**Records for processing**
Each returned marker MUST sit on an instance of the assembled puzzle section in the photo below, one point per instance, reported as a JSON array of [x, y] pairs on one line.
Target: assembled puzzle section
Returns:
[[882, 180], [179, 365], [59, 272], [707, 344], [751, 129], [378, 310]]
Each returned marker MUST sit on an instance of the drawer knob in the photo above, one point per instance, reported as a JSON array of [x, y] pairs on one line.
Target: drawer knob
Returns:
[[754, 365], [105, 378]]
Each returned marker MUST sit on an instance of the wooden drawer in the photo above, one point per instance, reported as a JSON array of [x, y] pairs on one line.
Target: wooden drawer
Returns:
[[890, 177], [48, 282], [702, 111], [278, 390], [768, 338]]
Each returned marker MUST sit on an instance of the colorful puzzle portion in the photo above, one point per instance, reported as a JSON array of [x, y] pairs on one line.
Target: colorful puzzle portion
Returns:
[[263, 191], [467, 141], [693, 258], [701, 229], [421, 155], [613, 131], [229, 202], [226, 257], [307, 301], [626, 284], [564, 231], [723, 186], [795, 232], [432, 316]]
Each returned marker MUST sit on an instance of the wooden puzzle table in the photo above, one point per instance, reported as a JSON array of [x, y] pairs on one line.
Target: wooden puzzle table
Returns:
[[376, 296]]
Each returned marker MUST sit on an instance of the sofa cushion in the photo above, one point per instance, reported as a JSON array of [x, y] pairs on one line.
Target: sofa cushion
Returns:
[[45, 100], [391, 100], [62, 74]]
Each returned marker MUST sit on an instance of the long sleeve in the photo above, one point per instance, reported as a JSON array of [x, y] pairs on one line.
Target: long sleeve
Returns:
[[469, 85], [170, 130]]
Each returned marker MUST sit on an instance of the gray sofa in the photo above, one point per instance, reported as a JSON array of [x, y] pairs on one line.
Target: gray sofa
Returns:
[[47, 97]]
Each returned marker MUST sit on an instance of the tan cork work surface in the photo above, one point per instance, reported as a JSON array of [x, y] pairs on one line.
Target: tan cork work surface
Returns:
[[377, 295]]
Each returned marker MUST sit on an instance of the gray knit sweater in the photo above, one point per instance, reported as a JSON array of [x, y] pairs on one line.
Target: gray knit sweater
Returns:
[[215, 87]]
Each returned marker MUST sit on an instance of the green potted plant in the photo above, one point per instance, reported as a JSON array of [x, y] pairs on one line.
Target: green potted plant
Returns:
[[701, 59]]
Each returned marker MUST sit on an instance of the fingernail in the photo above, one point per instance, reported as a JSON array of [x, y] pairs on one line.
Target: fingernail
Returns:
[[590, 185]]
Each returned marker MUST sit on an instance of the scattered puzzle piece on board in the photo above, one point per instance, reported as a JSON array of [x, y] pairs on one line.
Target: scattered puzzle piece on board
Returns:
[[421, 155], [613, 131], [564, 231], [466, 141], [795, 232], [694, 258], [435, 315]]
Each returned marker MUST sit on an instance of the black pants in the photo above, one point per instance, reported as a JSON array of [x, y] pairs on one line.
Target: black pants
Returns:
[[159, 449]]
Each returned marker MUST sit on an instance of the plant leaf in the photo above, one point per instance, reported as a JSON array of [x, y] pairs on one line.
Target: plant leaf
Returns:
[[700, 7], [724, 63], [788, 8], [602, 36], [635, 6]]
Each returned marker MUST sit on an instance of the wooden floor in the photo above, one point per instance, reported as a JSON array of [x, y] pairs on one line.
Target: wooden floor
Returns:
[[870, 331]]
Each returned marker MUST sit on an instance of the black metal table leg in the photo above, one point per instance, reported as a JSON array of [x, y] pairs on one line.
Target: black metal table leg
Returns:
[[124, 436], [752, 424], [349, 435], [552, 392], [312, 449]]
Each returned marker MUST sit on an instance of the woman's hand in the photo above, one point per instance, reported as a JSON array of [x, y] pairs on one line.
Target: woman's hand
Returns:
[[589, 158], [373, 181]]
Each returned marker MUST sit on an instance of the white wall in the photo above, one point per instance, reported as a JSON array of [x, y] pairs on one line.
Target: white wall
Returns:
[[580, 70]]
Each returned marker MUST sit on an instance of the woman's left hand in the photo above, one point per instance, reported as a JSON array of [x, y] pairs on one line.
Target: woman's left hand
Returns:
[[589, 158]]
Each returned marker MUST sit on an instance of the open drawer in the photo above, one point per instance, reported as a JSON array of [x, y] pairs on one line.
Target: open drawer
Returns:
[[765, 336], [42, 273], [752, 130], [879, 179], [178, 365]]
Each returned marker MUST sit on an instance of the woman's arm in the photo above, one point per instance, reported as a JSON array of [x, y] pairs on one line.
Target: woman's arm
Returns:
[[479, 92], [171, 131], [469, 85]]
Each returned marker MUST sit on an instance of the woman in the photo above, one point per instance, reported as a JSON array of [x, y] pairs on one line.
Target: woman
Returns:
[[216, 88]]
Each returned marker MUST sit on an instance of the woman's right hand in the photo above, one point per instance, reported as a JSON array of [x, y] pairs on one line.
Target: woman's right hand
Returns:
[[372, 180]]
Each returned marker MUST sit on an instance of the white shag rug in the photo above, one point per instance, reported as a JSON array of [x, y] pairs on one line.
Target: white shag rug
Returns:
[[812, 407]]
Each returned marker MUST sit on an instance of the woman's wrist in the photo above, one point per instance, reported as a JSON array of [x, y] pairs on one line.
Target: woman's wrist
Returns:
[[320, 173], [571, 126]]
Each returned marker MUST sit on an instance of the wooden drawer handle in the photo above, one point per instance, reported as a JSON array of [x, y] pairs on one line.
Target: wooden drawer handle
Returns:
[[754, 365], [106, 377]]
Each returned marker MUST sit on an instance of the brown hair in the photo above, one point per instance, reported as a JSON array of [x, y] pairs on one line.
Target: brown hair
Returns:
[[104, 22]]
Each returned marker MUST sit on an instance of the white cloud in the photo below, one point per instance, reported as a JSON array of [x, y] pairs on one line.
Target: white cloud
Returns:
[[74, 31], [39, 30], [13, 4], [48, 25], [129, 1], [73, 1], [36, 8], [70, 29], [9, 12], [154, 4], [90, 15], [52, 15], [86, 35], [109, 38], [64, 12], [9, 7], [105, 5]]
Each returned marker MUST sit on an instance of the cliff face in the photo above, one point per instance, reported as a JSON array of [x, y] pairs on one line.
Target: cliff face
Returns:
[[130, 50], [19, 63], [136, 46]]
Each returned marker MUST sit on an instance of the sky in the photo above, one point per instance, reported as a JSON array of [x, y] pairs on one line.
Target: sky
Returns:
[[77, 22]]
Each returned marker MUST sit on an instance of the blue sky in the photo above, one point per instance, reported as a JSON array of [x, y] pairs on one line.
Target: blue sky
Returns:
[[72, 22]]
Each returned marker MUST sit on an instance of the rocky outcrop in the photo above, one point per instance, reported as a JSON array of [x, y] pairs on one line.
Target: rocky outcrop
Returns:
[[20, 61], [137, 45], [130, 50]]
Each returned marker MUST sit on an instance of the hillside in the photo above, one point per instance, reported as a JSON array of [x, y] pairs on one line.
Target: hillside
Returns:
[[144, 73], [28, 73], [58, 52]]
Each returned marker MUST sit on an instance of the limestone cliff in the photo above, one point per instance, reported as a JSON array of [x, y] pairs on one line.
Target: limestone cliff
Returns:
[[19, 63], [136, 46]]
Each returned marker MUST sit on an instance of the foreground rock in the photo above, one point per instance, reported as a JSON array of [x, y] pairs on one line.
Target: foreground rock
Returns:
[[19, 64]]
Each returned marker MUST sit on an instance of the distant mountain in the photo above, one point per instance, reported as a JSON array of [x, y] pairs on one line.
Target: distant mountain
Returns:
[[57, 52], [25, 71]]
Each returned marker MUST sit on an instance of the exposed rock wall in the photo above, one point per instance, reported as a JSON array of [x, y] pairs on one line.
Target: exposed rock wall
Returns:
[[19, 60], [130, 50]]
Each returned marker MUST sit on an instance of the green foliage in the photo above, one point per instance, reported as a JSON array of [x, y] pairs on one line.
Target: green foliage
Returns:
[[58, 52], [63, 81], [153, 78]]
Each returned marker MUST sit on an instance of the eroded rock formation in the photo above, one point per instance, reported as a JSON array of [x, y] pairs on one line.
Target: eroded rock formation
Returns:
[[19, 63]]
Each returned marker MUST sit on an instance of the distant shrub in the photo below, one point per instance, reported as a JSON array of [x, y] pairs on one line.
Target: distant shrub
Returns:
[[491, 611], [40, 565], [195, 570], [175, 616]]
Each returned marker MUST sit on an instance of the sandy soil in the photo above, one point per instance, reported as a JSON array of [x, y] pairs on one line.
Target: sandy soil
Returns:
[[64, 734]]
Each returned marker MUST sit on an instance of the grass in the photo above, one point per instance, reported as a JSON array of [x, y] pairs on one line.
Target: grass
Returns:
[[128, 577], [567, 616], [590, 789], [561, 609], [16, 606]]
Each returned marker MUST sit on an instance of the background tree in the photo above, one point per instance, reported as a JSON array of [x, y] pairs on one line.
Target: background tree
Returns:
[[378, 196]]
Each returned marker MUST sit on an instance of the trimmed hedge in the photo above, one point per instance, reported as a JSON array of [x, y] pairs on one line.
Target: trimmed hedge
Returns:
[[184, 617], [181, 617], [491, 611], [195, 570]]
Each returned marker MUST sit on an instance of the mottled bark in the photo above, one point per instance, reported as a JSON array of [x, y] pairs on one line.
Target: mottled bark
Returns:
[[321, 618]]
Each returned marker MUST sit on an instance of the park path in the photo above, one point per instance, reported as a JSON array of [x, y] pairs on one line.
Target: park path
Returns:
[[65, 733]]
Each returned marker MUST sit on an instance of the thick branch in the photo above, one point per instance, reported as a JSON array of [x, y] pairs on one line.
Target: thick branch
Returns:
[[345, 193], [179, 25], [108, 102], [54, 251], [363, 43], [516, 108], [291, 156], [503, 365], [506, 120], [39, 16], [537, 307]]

**Task to complete**
Return every line from the one containing "Each returned marker MUST sit on an instance of the hillside" down to the one containing "[[144, 73], [28, 73], [58, 52]]", inclusive, reproduced character for character.

**Answer to this exercise**
Each returned marker MUST sit on an instance of the hillside in the photo above, one point per instance, reported as a JSON array of [x, y] pairs on one line.
Target: hillside
Returns:
[[144, 73], [28, 73], [58, 52]]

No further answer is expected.